Texto fornecido

________________

NEGRO ROM

NEGRO ROM
INICIATIVA QUE RECONHECE A DIFERENÇA

domingo, 10 de janeiro de 2010

Uma Viagem em Busca do Novo


Como surgem as boas idéias? Eis uma pergunta da qual todo escritor gostaria de ter a resposta. Não só a resposta, mas porque não, um esquema simples, uma receita onde se mistura tudo, coloca no forno e... Pronto! Mais uma idéia quentinha, inédita, pronta para ser saboreada.

Uma pena. Nunca existirá uma receita assim. Certamente as boas idéias existem em algum lugar, em alguma realidade distante, e repentinamente somos surpreendidos. Alguns dizem que a hora do banho é sagrada. O banheiro, em geral, é considerado um excelente reduto para as boas idéias. Num momento de ócio somos surpreendidos com pensamentos, visões, sonhos e subitamente percebemos: “Isso pode dar uma história interessante. Vou escrever isso”. E se não escrever... Pode ter certeza, em instantes esquecerá e terá perdido uma dádiva oriunda de um mundo ainda pouco conhecido.
Certa vez percebi que a busca pelo ineditismo é traiçoeira. Pode fazer de um escritor promissor, uma promessa de mediocridade. Lembro-me bem, quando era um leitor compulsivo de revistas em quadrinhos, de uma reunião objetivando a criação de uma história totalmente nova, do tipo “você nunca viu nada parecido antes” (esse era o nosso lema, dito e repetido incontáveis vezes).

________________

Exercício escrito
Retome o texto sobre a origem das boas ideias a partir do ponto em que ele para. Os registros vêm de uma fonte diferente da do texto.

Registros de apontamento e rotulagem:

________________

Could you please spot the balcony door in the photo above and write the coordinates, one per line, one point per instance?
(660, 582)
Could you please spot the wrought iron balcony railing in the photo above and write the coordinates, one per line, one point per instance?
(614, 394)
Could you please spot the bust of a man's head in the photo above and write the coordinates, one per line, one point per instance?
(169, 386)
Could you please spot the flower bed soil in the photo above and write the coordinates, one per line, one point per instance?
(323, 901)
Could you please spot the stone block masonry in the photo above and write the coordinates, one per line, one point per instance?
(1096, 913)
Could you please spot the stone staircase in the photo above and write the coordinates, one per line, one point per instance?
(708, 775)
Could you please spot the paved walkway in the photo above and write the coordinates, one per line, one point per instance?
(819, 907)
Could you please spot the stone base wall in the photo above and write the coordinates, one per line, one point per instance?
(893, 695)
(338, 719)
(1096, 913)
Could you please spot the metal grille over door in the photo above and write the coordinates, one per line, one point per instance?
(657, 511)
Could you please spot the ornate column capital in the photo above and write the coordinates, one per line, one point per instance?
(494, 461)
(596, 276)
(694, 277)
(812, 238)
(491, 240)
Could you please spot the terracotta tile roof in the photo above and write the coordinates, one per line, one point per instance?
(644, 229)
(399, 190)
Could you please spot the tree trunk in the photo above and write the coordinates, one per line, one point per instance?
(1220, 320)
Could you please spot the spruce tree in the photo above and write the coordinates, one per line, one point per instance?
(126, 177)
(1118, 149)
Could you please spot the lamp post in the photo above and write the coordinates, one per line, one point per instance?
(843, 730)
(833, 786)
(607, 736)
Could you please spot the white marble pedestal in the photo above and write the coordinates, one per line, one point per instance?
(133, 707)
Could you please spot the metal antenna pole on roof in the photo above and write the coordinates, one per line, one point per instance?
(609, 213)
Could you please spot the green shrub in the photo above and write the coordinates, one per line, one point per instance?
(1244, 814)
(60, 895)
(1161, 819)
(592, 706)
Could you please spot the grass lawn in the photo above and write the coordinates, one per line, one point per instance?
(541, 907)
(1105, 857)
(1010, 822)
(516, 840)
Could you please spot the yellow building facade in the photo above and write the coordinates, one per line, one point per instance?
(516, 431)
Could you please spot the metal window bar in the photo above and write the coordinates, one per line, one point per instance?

________________

Resposta à tarefa
A equipe: eu e um amigo desenhista. Ambos escreveriam a história, ele desenharia. Eis um resumo do diálogo:

- Temos que escrever algo novo. Nunca visto antes. Nunca lido antes.
- É verdade. Não podemos abdicar disso.
- Então vamos lá... Esse negócio de super-herói... Temos que tomar cuidado. Você vê... É tudo igual.
- É... Tudo com aqueles uniformes extravagantes...
- Você vai querer escrever sobre super-herói?
- Não sei... Eu estava pensando em escrever algo totalmente novo...
- Eu também...
- E super-herói... Todo mundo escreve sobre super-herói!
- É verdade, o próprio conceito de super-herói... É algo já desgastado, batido.
- Então chegamos num consenso... Nada de super-heróis.
- A gente vai falar sobre o quê... Vejamos...
- Podemos falar sobre pessoas... Não sei...
- Pessoas? Falar sobre pessoas é algo que todo mundo faz... Você quer dizer algo tipo Seinfeld, né?!
- Confesso que sim...
- Tá vendo. É fogo, é difícil mesmo escrever algo novo...
- É... É difícil... Tem que ser algo diferente.
- É... Algo que ninguém nunca viu antes!
- Pessoas a gente vê toda hora... O próprio conceito de pessoas...
- Engraçado... Eu tava pensando nisso agora!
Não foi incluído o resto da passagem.